Begriff und Einführung: Die Bundesnotbremse
Die sogenannte Bundesnotbremse war eine im Zeitraum der COVID-19-Pandemie in Deutschland geltende, bundesweite Regelung zur Eindämmung der Ausbreitung des Coronavirus SARS-CoV-2. Mit der Bundesnotbremse wurde einheitlich und verbindlich geregelt, welche Schutzmaßnahmen in den einzelnen Landkreisen und kreisfreien Städten ab einem bestimmten Inzidenzwert bundesweit in Kraft traten. Die rechtliche Grundlage bildete hierfür eine Änderung des Infektionsschutzgesetzes (IfSG). Die Bundesnotbremse war als temporäre, gesetzliche Reaktion auf das Infektionsgeschehen konzipiert und trat am 23. April 2021 in Kraft.
Rechtsgrundlagen der Bundesnotbremse
Änderung des Infektionsschutzgesetzes (IfSG) durch das Vierte Bevölkerungsschutzgesetz
Die rechtliche Implementierung der Bundesnotbremse erfolgte durch das Vierte Gesetz zum Schutz der Bevölkerung bei einer epidemischen Lage von nationaler Tragweite (Viertes Bevölkerungsschutzgesetz – BGBl. I S. 802), verabschiedet am 22. April 2021. Mit dieser Gesetzesänderung wurde § 28b IfSG neu eingeführt. Wesentlicher Regelungsinhalt war, dass ab einer 7-Tage-Inzidenz von 100 an drei aufeinanderfolgenden Tagen in einem Landkreis oder einer kreisfreien Stadt automatisch und unmittelbar standardisierte Schutzmaßnahmen zur Anwendung kamen.
Ziel und Regelungszweck
Mit der Bundesnotbremse wurde ein bundeseinheitliches Vorgehen erreicht, um das Infektionsgeschehen wirksam einzudämmen und die medizinische Versorgung sicherzustellen. Der Gesetzgeber verfolgte durch diesen gesetzlichen Mechanismus eine Einschränkung der föderalen Entscheidungsfreiheit der Länder, um unterschiedliche Regelungen und damit verbundene Inkohärenz zu vermeiden.
Inhalt und Anwendung der Bundesnotbremse
Maßnahmenspektrum nach § 28b IfSG
Die Bundesnotbremse regelte unter anderem folgende Maßnahmen:
- Ausgangsbeschränkungen: Wohnungs- und Grundstücksverlassen zwischen 22 Uhr und 5 Uhr nur in begründeten Ausnahmefällen möglich.

» **EXTRAHIERTE INFORMATIONEN**:
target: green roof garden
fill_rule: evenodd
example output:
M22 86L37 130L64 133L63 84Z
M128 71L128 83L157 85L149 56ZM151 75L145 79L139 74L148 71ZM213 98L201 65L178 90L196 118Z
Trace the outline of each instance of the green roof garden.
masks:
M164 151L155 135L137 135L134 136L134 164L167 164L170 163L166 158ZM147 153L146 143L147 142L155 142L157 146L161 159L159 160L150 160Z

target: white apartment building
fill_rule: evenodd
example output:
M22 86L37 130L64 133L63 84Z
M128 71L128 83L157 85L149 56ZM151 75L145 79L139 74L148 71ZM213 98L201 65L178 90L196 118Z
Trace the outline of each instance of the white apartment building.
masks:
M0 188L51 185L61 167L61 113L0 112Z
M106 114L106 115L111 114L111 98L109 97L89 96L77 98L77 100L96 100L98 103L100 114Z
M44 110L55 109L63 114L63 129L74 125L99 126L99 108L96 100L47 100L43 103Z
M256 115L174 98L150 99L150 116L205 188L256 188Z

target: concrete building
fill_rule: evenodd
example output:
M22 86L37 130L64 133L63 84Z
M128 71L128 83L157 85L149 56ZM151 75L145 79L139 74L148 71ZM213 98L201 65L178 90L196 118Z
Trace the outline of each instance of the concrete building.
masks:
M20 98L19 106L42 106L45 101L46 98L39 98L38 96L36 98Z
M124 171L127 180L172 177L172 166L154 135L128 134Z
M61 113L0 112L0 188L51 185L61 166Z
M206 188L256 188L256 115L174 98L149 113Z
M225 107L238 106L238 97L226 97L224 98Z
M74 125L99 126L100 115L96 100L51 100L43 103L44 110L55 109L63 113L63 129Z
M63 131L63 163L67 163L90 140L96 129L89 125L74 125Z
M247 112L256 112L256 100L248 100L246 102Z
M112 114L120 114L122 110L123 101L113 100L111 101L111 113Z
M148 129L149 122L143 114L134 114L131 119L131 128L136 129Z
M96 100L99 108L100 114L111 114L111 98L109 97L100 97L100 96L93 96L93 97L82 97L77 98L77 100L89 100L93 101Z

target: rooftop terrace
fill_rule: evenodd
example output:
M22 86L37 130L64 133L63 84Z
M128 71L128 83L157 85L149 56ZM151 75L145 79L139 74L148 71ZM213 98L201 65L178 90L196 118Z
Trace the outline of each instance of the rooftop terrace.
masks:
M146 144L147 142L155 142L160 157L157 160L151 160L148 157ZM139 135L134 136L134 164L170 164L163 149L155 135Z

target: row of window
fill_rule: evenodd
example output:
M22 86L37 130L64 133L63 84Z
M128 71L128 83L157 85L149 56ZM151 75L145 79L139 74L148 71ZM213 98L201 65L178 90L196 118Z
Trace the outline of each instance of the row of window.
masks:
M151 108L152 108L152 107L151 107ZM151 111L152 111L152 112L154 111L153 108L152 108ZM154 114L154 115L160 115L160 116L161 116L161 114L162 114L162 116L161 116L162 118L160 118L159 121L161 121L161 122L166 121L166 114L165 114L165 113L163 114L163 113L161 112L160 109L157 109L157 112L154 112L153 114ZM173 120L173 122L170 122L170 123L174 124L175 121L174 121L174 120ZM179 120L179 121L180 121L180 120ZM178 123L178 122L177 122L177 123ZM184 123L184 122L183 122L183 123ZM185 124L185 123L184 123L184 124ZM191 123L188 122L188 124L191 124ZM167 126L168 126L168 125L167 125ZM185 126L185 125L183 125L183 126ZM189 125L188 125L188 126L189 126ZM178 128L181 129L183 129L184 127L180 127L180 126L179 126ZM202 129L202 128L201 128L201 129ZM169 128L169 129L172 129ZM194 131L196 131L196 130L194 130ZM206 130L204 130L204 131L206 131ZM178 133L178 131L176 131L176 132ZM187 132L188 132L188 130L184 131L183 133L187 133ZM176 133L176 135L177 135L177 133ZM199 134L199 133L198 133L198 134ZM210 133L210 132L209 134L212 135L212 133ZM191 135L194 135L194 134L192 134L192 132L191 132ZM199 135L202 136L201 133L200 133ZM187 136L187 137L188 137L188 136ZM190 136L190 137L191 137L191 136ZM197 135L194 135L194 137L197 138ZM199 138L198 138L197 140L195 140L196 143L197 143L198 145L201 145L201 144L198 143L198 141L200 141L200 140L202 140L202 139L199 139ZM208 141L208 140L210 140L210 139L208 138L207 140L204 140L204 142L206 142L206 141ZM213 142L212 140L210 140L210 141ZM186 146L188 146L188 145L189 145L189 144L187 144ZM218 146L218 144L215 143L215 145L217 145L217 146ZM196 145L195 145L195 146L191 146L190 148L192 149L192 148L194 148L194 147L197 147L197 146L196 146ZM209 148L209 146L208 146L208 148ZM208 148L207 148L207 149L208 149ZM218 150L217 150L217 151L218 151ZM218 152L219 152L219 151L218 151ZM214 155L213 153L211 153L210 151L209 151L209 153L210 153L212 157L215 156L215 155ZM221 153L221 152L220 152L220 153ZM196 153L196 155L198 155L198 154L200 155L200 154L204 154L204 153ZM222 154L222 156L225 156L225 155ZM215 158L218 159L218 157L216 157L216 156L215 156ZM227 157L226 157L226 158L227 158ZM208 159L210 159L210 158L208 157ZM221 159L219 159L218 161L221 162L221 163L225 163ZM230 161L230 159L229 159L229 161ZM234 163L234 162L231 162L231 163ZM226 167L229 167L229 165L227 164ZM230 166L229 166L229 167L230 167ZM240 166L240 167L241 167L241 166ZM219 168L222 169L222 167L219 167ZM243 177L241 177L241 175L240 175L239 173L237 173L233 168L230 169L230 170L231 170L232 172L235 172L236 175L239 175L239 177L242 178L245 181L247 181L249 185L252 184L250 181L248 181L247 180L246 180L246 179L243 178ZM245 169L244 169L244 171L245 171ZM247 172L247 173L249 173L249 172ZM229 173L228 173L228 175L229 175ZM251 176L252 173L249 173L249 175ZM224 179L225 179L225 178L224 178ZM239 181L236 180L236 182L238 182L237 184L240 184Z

» **AUFGABEN**:
**a.** Übersetzen Sie aus dem Text zur Bundesnotbremse diesen Satz ins Englische: „Die Bundesnotbremse war als temporäre, gesetzliche Reaktion auf das Infektionsgeschehen konzipiert und trat am 23. April 2021 in Kraft.“
**b.** Setzen Sie den Text zur Bundesnotbremse im Anschluss an seinen letzten Satz fort.

» **ERGEBNISSE**:
**a.** The federal emergency brake was designed as a temporary statutory response to the spread of infection and came into force on April 23, 2021.

**b.**
- Kontaktbeschränkungen: Beschränkung privater Zusammenkünfte auf den eigenen Haushalt und maximal eine weitere Person.
- Handel und Dienstleistungen: Schließung nicht lebensnotwendiger Geschäfte, Ausnahmen galten etwa für Lebensmitteleinzelhandel, Apotheken, Drogerien.
- Schule und Bildung: Wechselunterricht oder Distanzunterricht ab bestimmten Inzidenzwerten; zusätzliche Testpflichten.
- Freizeit, Sport und Kultur: Schließungen von Freizeit-, Sport- und Kultureinrichtungen, Verbot bestimmter Freizeitaktivitäten.
Automatisches Inkrafttreten und Außerkrafttreten
Die Maßnahmen der Bundesnotbremse setzten automatisch ein, sobald in einem Landkreis oder einer kreisfreien Stadt die 7-Tage-Inzidenz von 100 an drei aufeinanderfolgenden Tagen überschritten wurde. Sie traten außer Kraft, sobald an fünf aufeinanderfolgenden Tagen die Inzidenzen wieder unter den Grenzwert sanken.
Verfassungsrechtliche Aspekte und Gerichtsentscheidungen
Vereinbarkeit mit dem Grundgesetz
Die Bundesnotbremse setzte tiefgreifende Eingriffe in Grundrechte um, insbesondere hinsichtlich der Freiheit der Person (Art. 2 GG), Versammlungsfreiheit (Art. 8 GG), Berufsfreiheit (Art. 12 GG) und Recht auf Bildung (Art. 7 GG). Der Gesetzgeber berief sich dabei auf die Schutzpflicht für Leben und Gesundheit der Bevölkerung (Art. 2 Abs. 2 Satz 1 GG) sowie auf die Grundsätze der Verhältnismäßigkeit.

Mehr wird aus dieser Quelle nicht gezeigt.